**Questions to answer:**
A. Decide whether each statement agrees with the forum discussion below, answering yes or no and quoting the words from it that settle the matter. (i) The first post says social constructs suggest a consensus and a collaboration. (ii) The first post says the unspooling of the human genome confirmed racial distinctions. (iii) The second post asks whether affordable healthcare isn't responsible.
B. Carry on the forum discussion about race and modern liberalism, beginning right after its final line.

===== Reading text =====

• NOS4A2
    9.3k


    I'm not sure social constructs are a good way to think these issues, personally, because there are members of the society that had little to no input on how they ought to be categorized. Social constructs suggest a consensus and a collaboration, and I doubt such a thing has occurred.

    One can understand the self-identification with a race, though, especially in America, where these distinctions have been pounded into our heads our whole lives, even after the unspooling of the human genome has discredited them. For many it was a matter of life and death. But nowadays it's just de rigueur.
  • praxis
    6.5k
    However, I don't think pursuing responsibility is what "modern liberalism" does. It simply tries to force people into acting in ways it considers "responsible" - that is not liberal. That is authoritarian.Tzeentch

    Affordable healthcare isn’t responsible? Regulations aren’t responsible? Etc.

===== Dataset excerpt =====

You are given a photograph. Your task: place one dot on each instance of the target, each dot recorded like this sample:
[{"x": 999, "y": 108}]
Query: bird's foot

=====

**Written responses:**
A.
(i) Yes: "Social constructs suggest a consensus and a collaboration"
(ii) No: "even after the unspooling of the human genome has discredited them"
(iii) Yes: "Affordable healthcare isn’t responsible?"

B.
  • frank
    15.8k
    Naturally. Wherever man is free, there exists inequality. The only way to make people more equal is to make them less free. The more equal people are made, the less free they are.

    Moreover, the way governments make people equal is through the use of force. The more equal people are to be made, the more far-reaching governmental powers will have to be, and the more extreme their measures.

    The question that never seems to be asked is what happens to all that power accumulation at the top.
    Tzeentch

    Civil Rights means the government is divided against itself. One part tries to protect equal opportunity, equality under the law, etc. from the other part.
  • frank
    15.8k

    You could accuse Adams of covert racism. What he said wasn't racist on its face. Just saying.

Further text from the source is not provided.